STATED GOAL 1
Duplicate the lines of the records that begin with the line containing "task: draw the outline of each instance of the white" and continue through the end of the records.

EXTRACTED TEXT
========================================================================

Family Search continues to digitize records so information is constantly being updated.

The last suggestion she has is contacting the Genealogical Forum of Oregon.. GFO.org. They have classes on thorny genealogy problems and geographical areas.
posted by cairnoflore at 11:02 PM on November 27, 2015


(Background - I am studying genealogy with a view to becoming a professional genealogist. I am in the UK and am not an expert on US genealogy, though many of the principles and sources are the same/similar.)

Don't make the mistake of thinking everything you need will be online (or that all that is online is on Ancestry). As you get further back, or encounter strange goings on in your family, you will need to visit archives, libraries, museums, graveyards, etc etc. You will need to search for sources pertaining to the area or occupation of the mystery relative, rather than their name, and gather background information. A lot of this can be like looking for a needle in a haystack. A professional genealogist will happily visit archives for you and do this boring legwork, so will be particularly useful if you are researching a far away state or are strapped for time. They will also probably have a better idea than you about when to give up. Sometimes the information just isn't there to be found.

========================================================================

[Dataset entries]
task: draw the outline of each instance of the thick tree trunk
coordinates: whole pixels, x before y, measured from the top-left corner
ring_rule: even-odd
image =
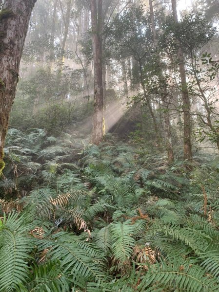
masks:
[[[176,22],[178,22],[176,0],[171,0],[173,15]],[[184,159],[192,159],[191,142],[191,117],[190,115],[190,101],[188,92],[185,60],[182,49],[179,42],[178,57],[179,62],[179,74],[182,88],[182,110],[183,111]]]
[[[149,5],[150,5],[150,12],[151,15],[151,25],[152,28],[153,36],[154,38],[154,42],[156,49],[158,47],[158,41],[157,36],[157,31],[155,27],[155,23],[154,16],[154,8],[153,7],[152,0],[149,0]],[[160,64],[160,84],[162,84],[162,79],[163,78],[163,73],[161,71],[161,62],[160,60],[159,59],[159,64]],[[170,125],[170,119],[168,109],[168,103],[167,102],[166,98],[168,95],[168,92],[166,90],[166,88],[164,88],[162,90],[162,95],[163,98],[162,98],[163,105],[165,106],[167,110],[165,111],[164,112],[164,129],[166,133],[166,144],[167,144],[167,156],[168,158],[169,163],[172,163],[174,161],[174,155],[173,151],[173,148],[172,146],[172,135],[171,135],[171,126]],[[161,112],[161,111],[160,111]]]
[[[147,106],[149,110],[150,113],[151,114],[151,116],[152,118],[153,122],[154,124],[154,128],[155,132],[155,134],[156,136],[157,143],[158,146],[159,147],[160,146],[160,143],[161,140],[161,137],[160,136],[160,133],[159,131],[159,128],[158,127],[158,123],[157,122],[157,119],[155,116],[155,114],[154,112],[154,110],[151,105],[151,101],[150,98],[148,95],[146,89],[145,88],[145,85],[144,84],[144,80],[143,76],[143,72],[142,72],[142,66],[140,64],[140,62],[139,62],[139,68],[140,68],[140,83],[141,84],[142,88],[143,89],[143,91],[144,91],[144,97],[147,102]]]
[[[91,0],[92,46],[94,71],[94,104],[92,143],[98,145],[103,139],[103,100],[102,73],[102,0]]]
[[[5,0],[0,12],[0,172],[8,120],[32,10],[36,0]]]
[[[52,23],[52,28],[51,30],[51,48],[49,51],[49,61],[48,64],[49,73],[51,74],[52,73],[52,67],[53,65],[53,55],[54,54],[54,40],[55,40],[55,32],[56,29],[56,23],[57,18],[57,5],[58,0],[54,0],[54,6],[53,12],[53,20]]]
[[[64,13],[63,10],[62,6],[60,0],[60,8],[61,8],[61,13],[62,15],[63,21],[64,21],[64,34],[63,36],[63,39],[61,42],[61,54],[60,57],[60,71],[61,73],[62,68],[62,65],[64,61],[64,55],[65,55],[65,46],[66,45],[67,37],[68,36],[68,30],[69,29],[70,24],[70,13],[71,8],[72,6],[72,0],[68,0],[66,6],[66,14]]]

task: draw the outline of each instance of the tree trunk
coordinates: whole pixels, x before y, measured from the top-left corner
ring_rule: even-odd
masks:
[[[5,0],[0,12],[0,172],[8,120],[32,10],[37,0]]]
[[[155,27],[155,23],[154,20],[154,9],[153,7],[152,0],[149,0],[149,5],[150,5],[150,12],[151,15],[151,25],[152,27],[152,32],[153,32],[153,36],[154,38],[154,42],[155,45],[155,47],[156,49],[158,47],[158,41],[157,36],[157,32]],[[162,82],[162,79],[163,79],[163,73],[162,72],[161,66],[161,61],[159,58],[159,63],[160,64],[160,84],[163,84]],[[172,136],[171,136],[171,127],[170,125],[170,116],[169,114],[169,111],[167,110],[168,108],[168,103],[167,102],[166,98],[168,95],[168,93],[167,92],[166,88],[165,87],[165,85],[164,85],[164,88],[163,90],[162,95],[163,98],[162,98],[163,105],[165,107],[167,110],[165,110],[164,112],[164,128],[165,131],[166,133],[167,136],[167,156],[168,158],[168,163],[172,163],[174,161],[174,155],[173,151],[173,148],[172,146]]]
[[[176,0],[171,0],[173,15],[176,22],[178,22]],[[178,57],[179,61],[179,74],[182,87],[182,110],[183,111],[184,159],[192,160],[191,117],[190,115],[190,101],[188,92],[185,60],[182,48],[178,42]]]
[[[56,23],[57,18],[57,10],[58,0],[54,0],[54,6],[53,8],[53,20],[52,23],[52,28],[51,31],[51,48],[49,50],[49,61],[48,64],[49,73],[51,74],[52,73],[52,67],[53,65],[53,55],[54,54],[54,40],[55,40],[55,33],[56,29]]]
[[[144,91],[144,97],[147,102],[147,106],[148,108],[148,110],[149,110],[151,116],[152,118],[154,130],[156,136],[157,143],[158,144],[158,146],[159,147],[160,146],[160,142],[161,140],[160,133],[159,131],[158,123],[157,122],[156,117],[154,112],[154,110],[151,105],[151,101],[150,100],[150,98],[147,92],[146,89],[145,88],[144,80],[143,76],[142,66],[141,65],[140,61],[139,61],[139,67],[140,70],[140,80],[142,88],[143,89],[143,91]]]
[[[102,73],[102,0],[91,0],[92,46],[94,71],[94,103],[92,143],[98,145],[103,139],[103,100]]]
[[[61,54],[60,58],[60,67],[61,72],[61,69],[62,68],[62,65],[64,63],[64,55],[65,55],[65,46],[66,44],[67,41],[67,37],[68,36],[68,30],[69,29],[69,24],[70,24],[70,13],[71,13],[71,8],[72,5],[72,0],[68,0],[67,2],[67,7],[66,7],[66,16],[64,14],[64,13],[63,11],[62,6],[61,6],[61,2],[60,2],[60,6],[61,10],[61,13],[62,14],[63,20],[64,21],[64,35],[63,36],[62,42],[61,43]]]

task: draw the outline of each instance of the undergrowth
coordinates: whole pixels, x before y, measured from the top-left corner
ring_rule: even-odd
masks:
[[[219,291],[219,164],[9,131],[0,291]]]

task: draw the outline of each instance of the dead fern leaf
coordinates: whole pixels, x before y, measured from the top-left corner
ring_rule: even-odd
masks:
[[[1,207],[2,212],[6,214],[10,213],[14,209],[19,212],[23,209],[23,204],[20,203],[19,199],[14,201],[9,201],[0,199],[0,205]]]
[[[69,203],[70,198],[71,195],[67,193],[67,194],[59,195],[55,199],[51,198],[49,201],[55,207],[65,208]]]
[[[34,229],[30,231],[29,234],[31,234],[35,238],[41,239],[44,237],[45,231],[43,230],[42,227],[38,227],[37,226]]]

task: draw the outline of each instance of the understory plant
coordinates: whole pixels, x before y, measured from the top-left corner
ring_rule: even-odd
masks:
[[[216,159],[39,129],[10,130],[5,152],[0,291],[219,290]]]

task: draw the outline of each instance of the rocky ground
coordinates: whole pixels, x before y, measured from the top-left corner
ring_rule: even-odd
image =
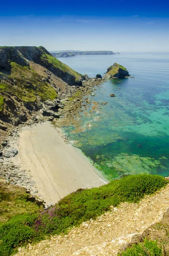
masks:
[[[87,75],[86,76],[83,86],[69,86],[66,91],[59,93],[57,99],[46,101],[38,111],[32,111],[26,122],[17,127],[9,127],[6,137],[5,135],[3,137],[0,152],[0,177],[5,178],[6,183],[24,187],[31,194],[40,197],[35,183],[29,172],[13,163],[13,157],[18,153],[14,145],[20,132],[25,125],[31,126],[46,121],[54,120],[55,126],[61,127],[70,122],[75,113],[79,111],[83,97],[90,93],[95,85],[98,85],[104,81],[100,79],[90,79]],[[60,134],[64,137],[61,133]],[[66,137],[64,138],[67,142]]]
[[[66,235],[55,236],[50,240],[20,248],[15,255],[115,256],[129,243],[138,242],[142,237],[163,239],[164,229],[158,227],[167,221],[168,225],[169,206],[169,185],[138,204],[124,203],[118,208],[112,207],[110,212],[83,222]],[[156,222],[160,223],[155,224]],[[166,233],[163,250],[168,256],[169,240]]]

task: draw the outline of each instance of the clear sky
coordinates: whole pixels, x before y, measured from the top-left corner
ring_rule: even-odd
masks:
[[[1,1],[0,45],[169,52],[168,0]]]

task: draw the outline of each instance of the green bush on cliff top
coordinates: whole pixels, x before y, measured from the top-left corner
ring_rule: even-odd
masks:
[[[162,250],[159,247],[156,241],[148,241],[133,244],[125,252],[118,254],[118,256],[163,256]]]
[[[41,213],[14,216],[0,227],[0,256],[10,255],[17,247],[47,236],[65,233],[68,228],[110,210],[110,206],[138,202],[167,183],[158,175],[128,176],[99,188],[78,189]]]
[[[49,55],[46,53],[44,53],[42,55],[41,58],[43,61],[46,61],[49,63],[52,64],[55,67],[60,69],[63,72],[69,73],[75,77],[75,81],[81,79],[82,75],[80,74],[79,74],[79,73],[78,73],[66,64],[63,63],[55,57]]]

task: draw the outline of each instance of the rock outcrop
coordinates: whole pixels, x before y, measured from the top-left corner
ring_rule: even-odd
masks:
[[[108,67],[106,74],[103,76],[103,78],[120,79],[129,76],[128,71],[124,67],[115,63],[112,66]]]
[[[77,55],[109,55],[116,54],[112,51],[64,51],[63,52],[51,52],[56,58],[72,57]]]
[[[100,78],[101,79],[102,79],[102,77],[100,74],[97,74],[96,76],[96,78]]]
[[[48,119],[59,117],[55,100],[63,92],[71,97],[85,79],[43,47],[0,47],[0,140],[40,109]]]

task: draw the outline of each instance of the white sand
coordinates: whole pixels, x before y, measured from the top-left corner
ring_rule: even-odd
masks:
[[[20,135],[14,160],[30,171],[38,194],[46,203],[54,204],[80,188],[106,183],[87,157],[66,144],[49,122],[26,126]]]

========================================================================

STATED GOAL 2
Set down the entire genealogy research advice text word for word.

EXPECTED ANSWER 1
task: draw the outline of each instance of the white sand
coordinates: whole pixels, x before y, measured from the top-left corner
ring_rule: even-odd
masks:
[[[20,135],[14,160],[30,171],[38,194],[46,203],[54,204],[80,188],[106,183],[87,157],[66,144],[49,122],[26,126]]]

EXPECTED ANSWER 2
Family Search continues to digitize records so information is constantly being updated.

The last suggestion she has is contacting the Genealogical Forum of Oregon.. GFO.org. They have classes on thorny genealogy problems and geographical areas.
posted by cairnoflore at 11:02 PM on November 27, 2015


(Background - I am studying genealogy with a view to becoming a professional genealogist. I am in the UK and am not an expert on US genealogy, though many of the principles and sources are the same/similar.)

Don't make the mistake of thinking everything you need will be online (or that all that is online is on Ancestry). As you get further back, or encounter strange goings on in your family, you will need to visit archives, libraries, museums, graveyards, etc etc. You will need to search for sources pertaining to the area or occupation of the mystery relative, rather than their name, and gather background information. A lot of this can be like looking for a needle in a haystack. A professional genealogist will happily visit archives for you and do this boring legwork, so will be particularly useful if you are researching a far away state or are strapped for time. They will also probably have a better idea than you about when to give up. Sometimes the information just isn't there to be found.